WHAT THE TASK ASKS:
Please list every line in the entries below that contains the word "tree". Matching is case-sensitive.
++++ RECORDS FOR THE EXERCISE ++++
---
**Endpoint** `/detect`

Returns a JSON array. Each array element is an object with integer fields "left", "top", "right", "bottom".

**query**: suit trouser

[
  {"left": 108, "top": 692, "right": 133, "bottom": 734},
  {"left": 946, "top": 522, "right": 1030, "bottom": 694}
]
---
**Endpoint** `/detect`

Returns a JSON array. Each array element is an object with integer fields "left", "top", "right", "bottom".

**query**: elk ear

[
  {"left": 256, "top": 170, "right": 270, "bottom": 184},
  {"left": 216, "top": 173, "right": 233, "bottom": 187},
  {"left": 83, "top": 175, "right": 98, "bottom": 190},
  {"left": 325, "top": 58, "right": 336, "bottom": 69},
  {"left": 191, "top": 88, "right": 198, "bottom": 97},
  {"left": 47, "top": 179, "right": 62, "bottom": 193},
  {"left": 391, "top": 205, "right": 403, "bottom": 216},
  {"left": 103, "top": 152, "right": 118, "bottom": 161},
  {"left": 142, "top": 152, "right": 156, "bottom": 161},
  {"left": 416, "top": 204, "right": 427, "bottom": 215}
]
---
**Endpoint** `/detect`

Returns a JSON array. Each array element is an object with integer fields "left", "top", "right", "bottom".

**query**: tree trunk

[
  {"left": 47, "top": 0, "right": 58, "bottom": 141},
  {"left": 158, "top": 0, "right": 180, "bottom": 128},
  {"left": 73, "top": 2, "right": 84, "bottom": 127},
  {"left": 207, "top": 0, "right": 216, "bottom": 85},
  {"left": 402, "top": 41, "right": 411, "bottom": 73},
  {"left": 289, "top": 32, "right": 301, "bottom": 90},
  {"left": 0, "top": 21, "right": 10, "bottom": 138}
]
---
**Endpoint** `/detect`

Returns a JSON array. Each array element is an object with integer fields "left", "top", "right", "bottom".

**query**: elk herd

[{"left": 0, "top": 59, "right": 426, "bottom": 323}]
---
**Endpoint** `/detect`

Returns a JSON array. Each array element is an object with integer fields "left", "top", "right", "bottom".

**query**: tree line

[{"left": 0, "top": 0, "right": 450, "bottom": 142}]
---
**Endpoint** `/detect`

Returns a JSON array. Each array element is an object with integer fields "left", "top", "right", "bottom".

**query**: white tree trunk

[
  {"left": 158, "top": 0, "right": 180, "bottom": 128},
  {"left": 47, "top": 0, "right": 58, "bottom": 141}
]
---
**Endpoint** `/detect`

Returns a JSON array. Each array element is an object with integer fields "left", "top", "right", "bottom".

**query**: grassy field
++++
EXERCISE RESULT:
**query**: tree trunk
**query**: tree line
**query**: white tree trunk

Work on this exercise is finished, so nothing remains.